Entries taken from a collection:

- Opening Delimiter -

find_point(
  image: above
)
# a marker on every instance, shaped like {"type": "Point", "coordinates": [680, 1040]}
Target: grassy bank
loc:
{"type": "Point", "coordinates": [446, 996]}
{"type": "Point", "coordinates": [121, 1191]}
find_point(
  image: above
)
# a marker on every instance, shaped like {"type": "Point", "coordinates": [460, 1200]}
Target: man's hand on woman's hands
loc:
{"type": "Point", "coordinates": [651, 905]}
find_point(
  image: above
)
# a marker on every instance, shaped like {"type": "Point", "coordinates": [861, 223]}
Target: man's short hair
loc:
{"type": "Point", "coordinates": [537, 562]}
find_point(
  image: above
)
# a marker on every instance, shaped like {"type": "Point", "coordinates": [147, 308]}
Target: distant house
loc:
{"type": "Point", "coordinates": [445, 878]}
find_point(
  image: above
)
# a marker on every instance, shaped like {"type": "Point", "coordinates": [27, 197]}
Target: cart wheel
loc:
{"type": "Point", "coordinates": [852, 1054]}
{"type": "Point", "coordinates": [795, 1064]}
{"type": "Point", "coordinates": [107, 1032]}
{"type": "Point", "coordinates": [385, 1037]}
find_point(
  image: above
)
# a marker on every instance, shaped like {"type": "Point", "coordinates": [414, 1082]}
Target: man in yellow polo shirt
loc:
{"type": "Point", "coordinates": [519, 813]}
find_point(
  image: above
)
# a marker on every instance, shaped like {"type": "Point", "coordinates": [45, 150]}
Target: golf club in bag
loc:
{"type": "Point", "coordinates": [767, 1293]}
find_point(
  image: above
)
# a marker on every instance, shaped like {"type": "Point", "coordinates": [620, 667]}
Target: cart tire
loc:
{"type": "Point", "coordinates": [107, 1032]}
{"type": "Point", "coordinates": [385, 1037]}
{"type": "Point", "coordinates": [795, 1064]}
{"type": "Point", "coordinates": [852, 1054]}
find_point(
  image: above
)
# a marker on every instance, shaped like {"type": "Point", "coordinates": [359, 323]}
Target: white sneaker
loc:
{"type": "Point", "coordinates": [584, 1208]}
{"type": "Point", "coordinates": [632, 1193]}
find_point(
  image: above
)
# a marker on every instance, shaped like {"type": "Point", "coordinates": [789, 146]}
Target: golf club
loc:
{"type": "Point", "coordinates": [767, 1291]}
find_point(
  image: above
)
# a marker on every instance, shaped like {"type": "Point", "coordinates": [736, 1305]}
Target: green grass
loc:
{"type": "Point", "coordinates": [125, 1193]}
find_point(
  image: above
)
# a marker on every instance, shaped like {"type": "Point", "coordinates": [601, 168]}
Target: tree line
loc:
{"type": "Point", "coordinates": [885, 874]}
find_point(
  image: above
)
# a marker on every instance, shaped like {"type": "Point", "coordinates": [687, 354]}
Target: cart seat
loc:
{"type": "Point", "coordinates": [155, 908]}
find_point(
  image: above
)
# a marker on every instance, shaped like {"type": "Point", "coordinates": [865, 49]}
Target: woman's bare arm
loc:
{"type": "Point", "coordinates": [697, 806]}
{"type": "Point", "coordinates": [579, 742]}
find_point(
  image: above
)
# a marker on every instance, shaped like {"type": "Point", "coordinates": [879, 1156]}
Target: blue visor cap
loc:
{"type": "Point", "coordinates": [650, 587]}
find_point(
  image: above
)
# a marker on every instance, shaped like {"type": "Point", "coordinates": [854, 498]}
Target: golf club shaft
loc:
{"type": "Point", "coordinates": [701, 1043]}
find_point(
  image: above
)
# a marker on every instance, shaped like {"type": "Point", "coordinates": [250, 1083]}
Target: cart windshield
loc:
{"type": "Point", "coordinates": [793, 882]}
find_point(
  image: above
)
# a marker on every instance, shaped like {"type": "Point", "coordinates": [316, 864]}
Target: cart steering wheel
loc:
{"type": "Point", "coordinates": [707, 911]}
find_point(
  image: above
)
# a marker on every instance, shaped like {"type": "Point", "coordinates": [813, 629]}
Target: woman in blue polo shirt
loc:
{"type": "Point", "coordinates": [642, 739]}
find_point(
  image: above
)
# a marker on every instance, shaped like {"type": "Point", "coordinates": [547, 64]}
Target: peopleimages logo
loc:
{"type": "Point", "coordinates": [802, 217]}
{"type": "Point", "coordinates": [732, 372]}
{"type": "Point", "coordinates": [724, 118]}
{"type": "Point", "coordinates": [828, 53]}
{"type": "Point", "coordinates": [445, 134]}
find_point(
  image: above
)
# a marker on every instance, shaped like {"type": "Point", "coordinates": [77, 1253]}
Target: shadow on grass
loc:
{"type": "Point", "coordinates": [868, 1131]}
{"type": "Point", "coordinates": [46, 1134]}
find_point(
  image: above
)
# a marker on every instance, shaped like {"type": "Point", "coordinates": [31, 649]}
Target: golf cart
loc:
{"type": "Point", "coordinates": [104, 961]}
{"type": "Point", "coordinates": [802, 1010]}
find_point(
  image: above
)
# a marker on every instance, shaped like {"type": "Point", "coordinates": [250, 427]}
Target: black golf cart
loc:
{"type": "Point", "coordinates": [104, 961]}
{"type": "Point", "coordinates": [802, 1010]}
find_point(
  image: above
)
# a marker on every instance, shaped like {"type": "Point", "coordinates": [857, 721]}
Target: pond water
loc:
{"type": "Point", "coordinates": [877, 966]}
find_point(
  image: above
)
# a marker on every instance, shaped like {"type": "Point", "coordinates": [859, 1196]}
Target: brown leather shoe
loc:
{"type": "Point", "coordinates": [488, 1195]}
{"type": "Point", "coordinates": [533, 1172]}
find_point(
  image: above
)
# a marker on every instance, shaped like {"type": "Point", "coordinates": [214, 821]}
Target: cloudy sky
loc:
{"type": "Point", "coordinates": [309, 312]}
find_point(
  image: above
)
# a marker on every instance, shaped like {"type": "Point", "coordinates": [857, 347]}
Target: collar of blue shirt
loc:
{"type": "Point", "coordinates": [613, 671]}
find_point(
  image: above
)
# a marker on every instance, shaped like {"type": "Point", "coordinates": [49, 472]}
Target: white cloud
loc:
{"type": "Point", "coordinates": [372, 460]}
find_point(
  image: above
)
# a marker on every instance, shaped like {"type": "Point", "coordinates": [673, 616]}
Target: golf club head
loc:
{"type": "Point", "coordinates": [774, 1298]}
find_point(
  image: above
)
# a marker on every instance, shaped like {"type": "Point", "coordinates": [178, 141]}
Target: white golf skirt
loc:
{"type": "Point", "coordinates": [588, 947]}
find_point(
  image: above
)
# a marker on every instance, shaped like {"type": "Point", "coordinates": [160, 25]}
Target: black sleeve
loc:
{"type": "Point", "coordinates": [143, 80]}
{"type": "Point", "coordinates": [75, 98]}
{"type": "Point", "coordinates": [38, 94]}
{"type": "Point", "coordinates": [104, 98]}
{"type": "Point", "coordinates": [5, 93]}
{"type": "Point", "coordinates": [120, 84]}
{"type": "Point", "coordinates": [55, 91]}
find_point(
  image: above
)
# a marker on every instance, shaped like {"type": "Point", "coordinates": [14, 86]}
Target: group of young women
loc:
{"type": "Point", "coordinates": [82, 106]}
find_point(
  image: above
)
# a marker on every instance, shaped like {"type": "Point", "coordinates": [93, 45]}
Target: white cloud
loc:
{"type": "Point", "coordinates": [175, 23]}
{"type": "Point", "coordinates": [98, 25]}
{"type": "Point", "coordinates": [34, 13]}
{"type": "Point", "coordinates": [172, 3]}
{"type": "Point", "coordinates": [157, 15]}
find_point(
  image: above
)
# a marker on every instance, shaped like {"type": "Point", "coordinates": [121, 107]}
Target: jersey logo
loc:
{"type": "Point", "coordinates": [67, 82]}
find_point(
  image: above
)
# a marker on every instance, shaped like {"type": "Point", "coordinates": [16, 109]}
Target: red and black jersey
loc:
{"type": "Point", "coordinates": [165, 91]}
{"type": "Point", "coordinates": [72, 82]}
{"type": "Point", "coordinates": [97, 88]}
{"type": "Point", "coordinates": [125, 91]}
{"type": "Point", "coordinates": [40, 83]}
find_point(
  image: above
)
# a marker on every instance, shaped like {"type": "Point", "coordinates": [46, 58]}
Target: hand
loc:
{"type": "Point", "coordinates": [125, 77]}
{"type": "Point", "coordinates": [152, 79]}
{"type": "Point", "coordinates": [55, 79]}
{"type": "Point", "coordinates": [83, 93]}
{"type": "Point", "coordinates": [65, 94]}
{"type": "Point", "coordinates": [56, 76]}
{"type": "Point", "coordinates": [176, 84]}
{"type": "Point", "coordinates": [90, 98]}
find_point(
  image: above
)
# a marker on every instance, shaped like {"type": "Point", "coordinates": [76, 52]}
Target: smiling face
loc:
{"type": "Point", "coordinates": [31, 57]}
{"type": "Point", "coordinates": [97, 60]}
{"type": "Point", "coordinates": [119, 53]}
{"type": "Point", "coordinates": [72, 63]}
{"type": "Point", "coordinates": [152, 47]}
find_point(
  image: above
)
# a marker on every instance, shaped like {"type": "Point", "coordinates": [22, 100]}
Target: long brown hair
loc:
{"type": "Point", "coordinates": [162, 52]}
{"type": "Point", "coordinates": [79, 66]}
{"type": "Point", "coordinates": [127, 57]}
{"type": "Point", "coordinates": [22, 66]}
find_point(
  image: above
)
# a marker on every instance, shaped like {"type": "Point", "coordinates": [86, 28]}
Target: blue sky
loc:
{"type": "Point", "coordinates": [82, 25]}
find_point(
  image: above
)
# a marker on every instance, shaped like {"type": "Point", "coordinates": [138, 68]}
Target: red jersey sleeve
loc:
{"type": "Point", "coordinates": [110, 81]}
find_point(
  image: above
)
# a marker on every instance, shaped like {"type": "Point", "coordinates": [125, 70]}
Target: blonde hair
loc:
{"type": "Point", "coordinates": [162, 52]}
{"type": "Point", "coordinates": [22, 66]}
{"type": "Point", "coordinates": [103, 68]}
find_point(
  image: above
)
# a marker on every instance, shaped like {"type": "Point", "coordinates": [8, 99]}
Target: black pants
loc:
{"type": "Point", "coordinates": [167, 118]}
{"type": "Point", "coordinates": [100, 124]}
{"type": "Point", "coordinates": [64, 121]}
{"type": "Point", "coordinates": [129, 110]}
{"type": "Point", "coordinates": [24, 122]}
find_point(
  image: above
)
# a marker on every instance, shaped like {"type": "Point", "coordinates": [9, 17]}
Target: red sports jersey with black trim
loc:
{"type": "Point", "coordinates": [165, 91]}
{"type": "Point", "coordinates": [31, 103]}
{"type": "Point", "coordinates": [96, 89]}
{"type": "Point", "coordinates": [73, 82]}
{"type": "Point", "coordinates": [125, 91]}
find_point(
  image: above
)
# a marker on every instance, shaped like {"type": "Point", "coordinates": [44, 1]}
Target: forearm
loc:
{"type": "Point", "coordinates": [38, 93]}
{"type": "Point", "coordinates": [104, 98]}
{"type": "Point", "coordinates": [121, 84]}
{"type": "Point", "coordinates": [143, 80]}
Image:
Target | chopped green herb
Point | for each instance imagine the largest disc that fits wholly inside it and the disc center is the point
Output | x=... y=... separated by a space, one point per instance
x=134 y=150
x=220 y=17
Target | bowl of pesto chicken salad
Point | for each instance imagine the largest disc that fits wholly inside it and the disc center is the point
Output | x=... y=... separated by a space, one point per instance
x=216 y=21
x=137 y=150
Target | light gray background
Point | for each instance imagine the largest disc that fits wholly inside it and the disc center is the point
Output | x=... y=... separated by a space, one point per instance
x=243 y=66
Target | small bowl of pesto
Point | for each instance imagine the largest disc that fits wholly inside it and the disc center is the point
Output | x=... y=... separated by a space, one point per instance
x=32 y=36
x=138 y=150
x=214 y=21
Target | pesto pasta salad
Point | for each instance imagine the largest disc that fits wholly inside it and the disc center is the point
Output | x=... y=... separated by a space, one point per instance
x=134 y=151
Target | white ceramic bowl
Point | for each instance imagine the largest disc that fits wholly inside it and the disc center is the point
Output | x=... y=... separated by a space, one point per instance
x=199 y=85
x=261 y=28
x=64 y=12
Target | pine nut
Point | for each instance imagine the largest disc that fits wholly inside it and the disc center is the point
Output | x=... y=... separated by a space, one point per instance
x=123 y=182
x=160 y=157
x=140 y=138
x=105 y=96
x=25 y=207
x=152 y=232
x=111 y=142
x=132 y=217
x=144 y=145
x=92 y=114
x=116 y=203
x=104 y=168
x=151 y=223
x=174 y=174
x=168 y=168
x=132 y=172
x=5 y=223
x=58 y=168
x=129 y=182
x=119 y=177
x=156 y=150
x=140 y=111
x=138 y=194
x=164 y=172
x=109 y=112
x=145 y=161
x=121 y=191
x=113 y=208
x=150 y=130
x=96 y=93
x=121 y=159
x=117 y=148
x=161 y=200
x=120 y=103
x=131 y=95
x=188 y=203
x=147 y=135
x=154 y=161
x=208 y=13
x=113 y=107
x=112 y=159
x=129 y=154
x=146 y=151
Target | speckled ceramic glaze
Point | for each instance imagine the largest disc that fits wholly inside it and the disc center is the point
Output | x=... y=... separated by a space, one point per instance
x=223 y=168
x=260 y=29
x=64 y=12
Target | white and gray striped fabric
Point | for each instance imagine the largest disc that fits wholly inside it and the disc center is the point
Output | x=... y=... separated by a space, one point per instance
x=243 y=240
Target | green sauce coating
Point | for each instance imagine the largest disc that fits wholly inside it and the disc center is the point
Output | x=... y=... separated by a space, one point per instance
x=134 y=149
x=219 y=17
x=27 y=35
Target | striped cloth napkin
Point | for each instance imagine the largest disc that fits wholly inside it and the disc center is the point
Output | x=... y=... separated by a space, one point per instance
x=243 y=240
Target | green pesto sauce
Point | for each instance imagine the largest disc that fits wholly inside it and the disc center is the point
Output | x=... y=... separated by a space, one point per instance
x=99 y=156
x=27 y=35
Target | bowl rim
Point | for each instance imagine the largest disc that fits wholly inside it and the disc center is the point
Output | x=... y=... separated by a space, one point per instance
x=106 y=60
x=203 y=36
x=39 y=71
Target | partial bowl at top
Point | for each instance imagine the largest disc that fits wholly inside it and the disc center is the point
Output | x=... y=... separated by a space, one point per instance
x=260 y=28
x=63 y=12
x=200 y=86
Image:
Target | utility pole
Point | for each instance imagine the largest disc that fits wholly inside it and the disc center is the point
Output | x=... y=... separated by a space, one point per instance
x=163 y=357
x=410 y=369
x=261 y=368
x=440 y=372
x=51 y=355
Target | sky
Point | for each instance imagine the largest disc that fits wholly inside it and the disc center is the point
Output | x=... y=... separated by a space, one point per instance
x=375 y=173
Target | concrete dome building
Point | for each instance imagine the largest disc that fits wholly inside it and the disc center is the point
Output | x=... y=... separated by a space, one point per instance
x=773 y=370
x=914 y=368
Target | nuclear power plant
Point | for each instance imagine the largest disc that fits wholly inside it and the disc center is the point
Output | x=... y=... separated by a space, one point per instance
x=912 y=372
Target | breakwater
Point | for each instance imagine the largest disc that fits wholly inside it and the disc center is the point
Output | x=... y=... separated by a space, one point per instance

- Closing Delimiter -

▶ _WHAT THE TASK ASKS_
Give the number of lines above in which the word "salad" appears, and nothing more.

▶ _ANSWER SECTION_
2